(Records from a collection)
☆ ☆ ☆

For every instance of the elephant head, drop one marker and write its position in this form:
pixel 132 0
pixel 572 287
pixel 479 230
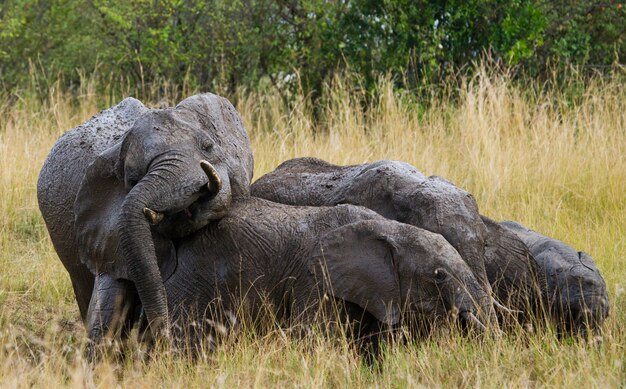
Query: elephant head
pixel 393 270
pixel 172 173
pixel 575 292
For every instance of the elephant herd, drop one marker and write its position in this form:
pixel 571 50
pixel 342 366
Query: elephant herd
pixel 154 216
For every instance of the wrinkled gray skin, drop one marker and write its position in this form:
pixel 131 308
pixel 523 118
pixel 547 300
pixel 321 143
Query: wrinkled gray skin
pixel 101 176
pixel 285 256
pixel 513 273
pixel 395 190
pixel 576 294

☆ ☆ ☆

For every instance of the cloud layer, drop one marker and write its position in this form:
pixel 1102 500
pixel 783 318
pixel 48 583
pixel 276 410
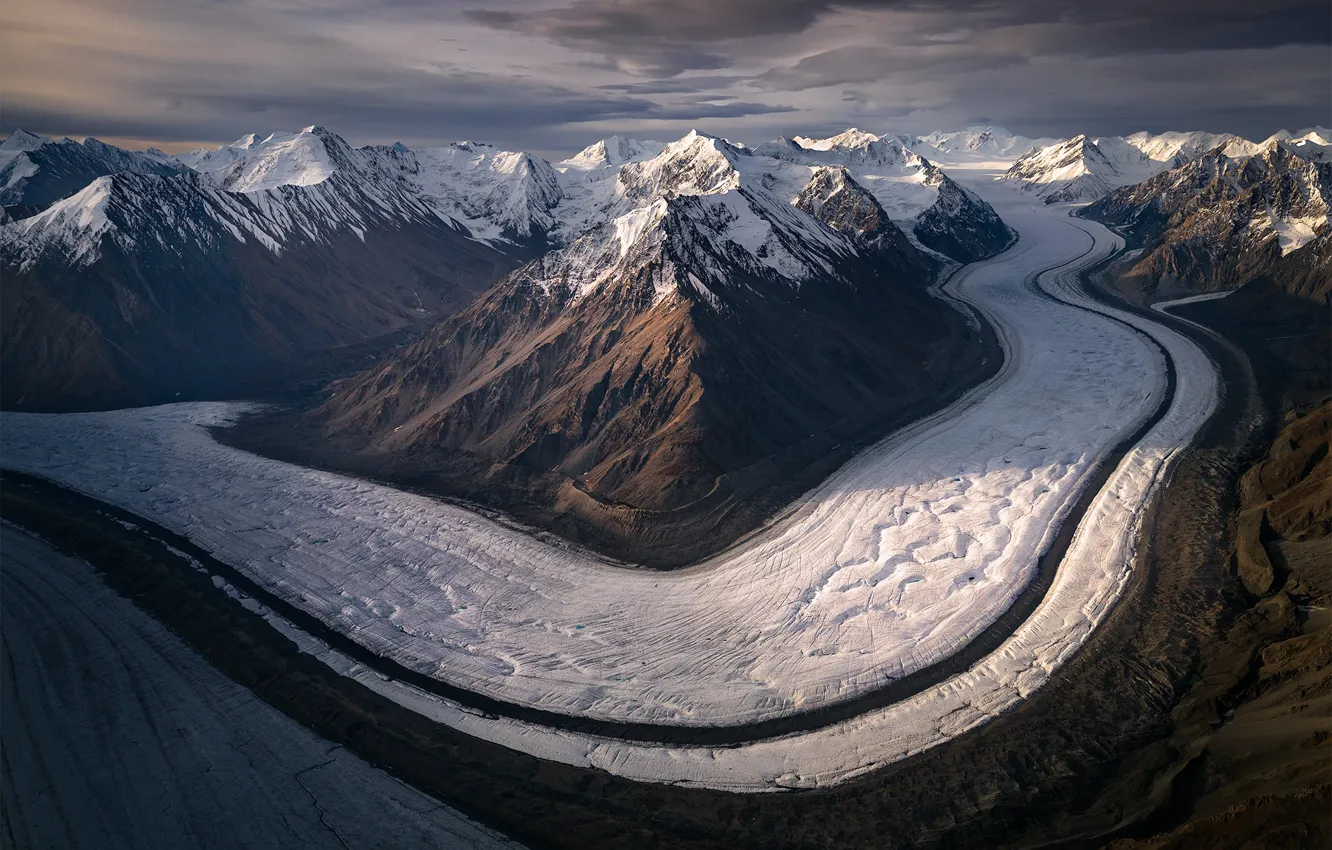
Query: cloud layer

☆ ☆ ☆

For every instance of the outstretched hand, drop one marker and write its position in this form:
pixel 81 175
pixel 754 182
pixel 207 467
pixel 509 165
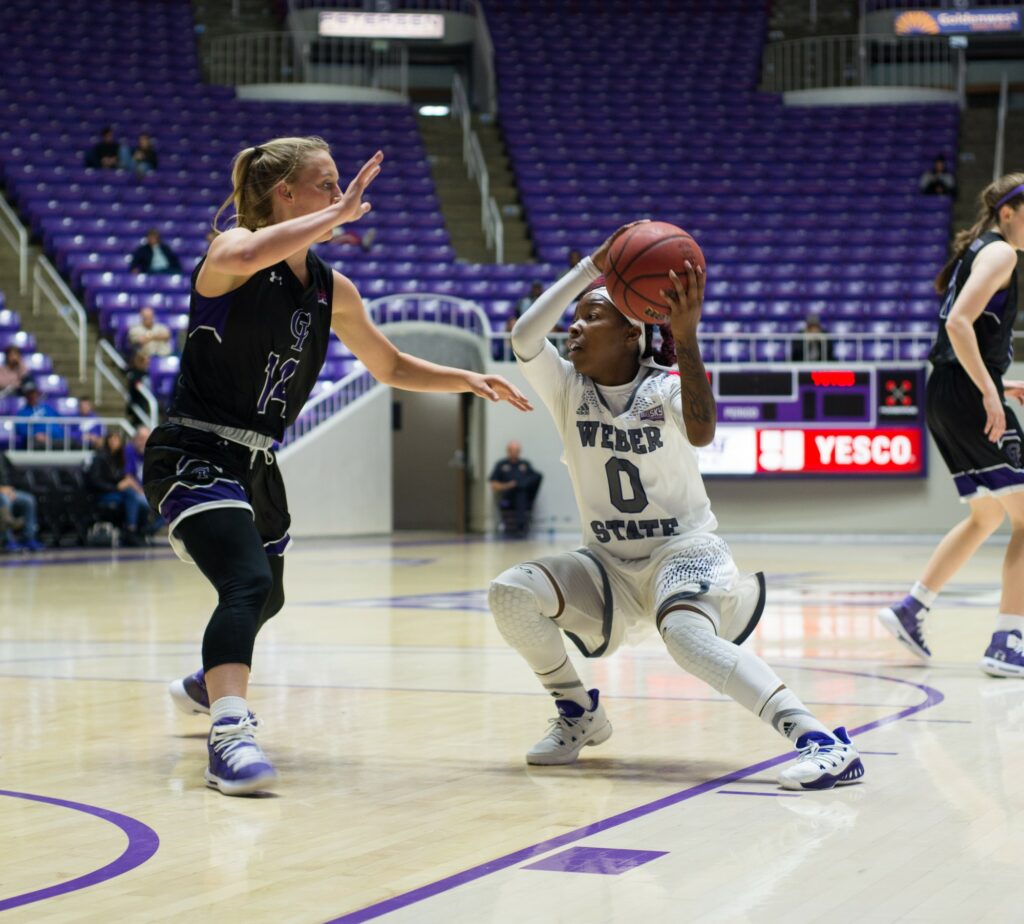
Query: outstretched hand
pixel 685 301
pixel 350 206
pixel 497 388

☆ ☆ ☆

• GOAL: Format the listing lines as a Markdown table with the columns No. and Text, starting at the line that contains "For every instance of the outstretched" and ending at the line that contains "pixel 497 388". Leave out blank lines and pictures.

• ANSWER FOR THIS EXERCISE:
| No. | Text |
|---|---|
| 1 | For every instance of the outstretched hand, drop one marker and write its position in this form: |
| 2 | pixel 81 175 |
| 3 | pixel 754 182 |
| 4 | pixel 207 467 |
| 5 | pixel 509 165 |
| 6 | Query: outstretched hand |
| 7 | pixel 685 301 |
| 8 | pixel 350 206 |
| 9 | pixel 497 388 |